** Begin Extracted data **
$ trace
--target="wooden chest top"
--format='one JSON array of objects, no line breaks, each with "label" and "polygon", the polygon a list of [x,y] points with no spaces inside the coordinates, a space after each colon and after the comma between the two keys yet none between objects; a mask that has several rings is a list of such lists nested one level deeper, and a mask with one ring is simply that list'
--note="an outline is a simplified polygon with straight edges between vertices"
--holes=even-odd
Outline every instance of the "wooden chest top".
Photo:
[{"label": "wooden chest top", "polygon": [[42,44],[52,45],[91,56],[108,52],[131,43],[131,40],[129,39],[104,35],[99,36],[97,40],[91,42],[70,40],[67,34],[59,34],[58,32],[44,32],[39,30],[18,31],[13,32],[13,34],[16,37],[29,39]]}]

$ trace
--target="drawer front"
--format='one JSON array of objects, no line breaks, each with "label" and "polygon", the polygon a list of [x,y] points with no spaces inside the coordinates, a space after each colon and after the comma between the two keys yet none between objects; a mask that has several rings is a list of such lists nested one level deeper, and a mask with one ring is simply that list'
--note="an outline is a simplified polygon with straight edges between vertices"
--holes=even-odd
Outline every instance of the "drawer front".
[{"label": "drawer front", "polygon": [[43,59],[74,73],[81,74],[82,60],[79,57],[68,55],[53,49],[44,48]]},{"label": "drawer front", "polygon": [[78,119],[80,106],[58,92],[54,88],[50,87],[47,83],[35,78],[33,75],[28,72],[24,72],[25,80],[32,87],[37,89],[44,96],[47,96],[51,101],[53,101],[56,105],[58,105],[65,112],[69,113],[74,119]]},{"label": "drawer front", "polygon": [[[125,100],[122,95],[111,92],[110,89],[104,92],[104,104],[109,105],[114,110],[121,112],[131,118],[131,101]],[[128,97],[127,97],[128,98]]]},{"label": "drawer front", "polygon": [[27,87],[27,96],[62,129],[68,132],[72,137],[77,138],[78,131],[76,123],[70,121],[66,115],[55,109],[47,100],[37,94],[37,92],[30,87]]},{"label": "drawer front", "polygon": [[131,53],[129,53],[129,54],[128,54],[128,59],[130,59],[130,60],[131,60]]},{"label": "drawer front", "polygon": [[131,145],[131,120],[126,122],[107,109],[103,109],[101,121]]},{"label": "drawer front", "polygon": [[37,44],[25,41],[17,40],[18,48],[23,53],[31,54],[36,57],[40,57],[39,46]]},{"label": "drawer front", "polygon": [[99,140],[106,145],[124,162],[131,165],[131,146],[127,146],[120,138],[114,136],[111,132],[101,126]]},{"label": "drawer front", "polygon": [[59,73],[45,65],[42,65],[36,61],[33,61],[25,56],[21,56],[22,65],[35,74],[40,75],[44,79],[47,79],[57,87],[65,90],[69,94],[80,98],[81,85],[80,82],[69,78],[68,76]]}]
** End Extracted data **
Brief
Return the listing above word for word.

Output below
$ trace
--target="wooden chest top"
--format='one JSON array of objects, no line breaks, each with "label" and "polygon", the polygon a list of [x,y] points with no spaces inside the coordinates, a space after each colon and after the comma between the two keys yet none between objects; a mask that has several rings is a list of such lists nested one level deeper, and a mask with one ring is simply that list'
--note="an outline is a simplified polygon with straight edges between vertices"
--holes=even-odd
Outline every instance of the "wooden chest top".
Photo:
[{"label": "wooden chest top", "polygon": [[42,44],[52,45],[91,56],[108,52],[131,43],[131,40],[129,39],[104,35],[99,36],[97,40],[91,42],[70,40],[67,34],[59,34],[58,32],[44,32],[39,30],[18,31],[13,32],[13,34],[16,37],[29,39]]}]

$ trace
--target="drawer front"
--format='one JSON array of objects, no line breaks, each with "label" and "polygon", the polygon a list of [x,y] points with no spaces inside the coordinates, a space after each colon and after the comma between the two keys yet none between objects; a mask that has several rings is a list of such lists nested one level deeper, and a mask with one ring is simply that list'
--note="an outline is a simplified polygon with straight edges between vertices"
--holes=even-odd
Outline every instance of the "drawer front".
[{"label": "drawer front", "polygon": [[43,59],[74,73],[81,74],[82,60],[79,57],[68,55],[53,49],[44,48]]},{"label": "drawer front", "polygon": [[78,119],[80,106],[58,92],[54,88],[50,87],[47,83],[35,78],[33,75],[28,72],[24,72],[25,80],[32,87],[37,89],[44,96],[47,96],[51,101],[53,101],[56,105],[58,105],[65,112],[69,113],[74,119]]},{"label": "drawer front", "polygon": [[[125,100],[122,95],[111,92],[110,89],[104,92],[104,104],[109,105],[114,110],[121,112],[131,118],[131,101]],[[128,97],[127,97],[128,98]]]},{"label": "drawer front", "polygon": [[27,87],[27,96],[62,129],[68,132],[72,137],[77,138],[78,131],[76,123],[70,121],[66,115],[55,109],[47,100],[37,94],[37,92],[30,87]]},{"label": "drawer front", "polygon": [[131,53],[129,53],[129,54],[128,54],[128,59],[130,59],[130,60],[131,60]]},{"label": "drawer front", "polygon": [[131,145],[131,120],[126,122],[107,109],[103,109],[101,121]]},{"label": "drawer front", "polygon": [[37,44],[25,41],[17,40],[18,48],[23,53],[31,54],[36,57],[40,57],[39,46]]},{"label": "drawer front", "polygon": [[99,140],[106,145],[124,162],[131,165],[131,146],[127,146],[120,138],[114,136],[111,132],[101,126]]},{"label": "drawer front", "polygon": [[59,73],[45,65],[42,65],[36,61],[33,61],[25,56],[21,56],[22,65],[35,74],[40,75],[44,79],[47,79],[57,87],[65,90],[69,94],[80,98],[81,85],[80,82],[69,78],[68,76]]}]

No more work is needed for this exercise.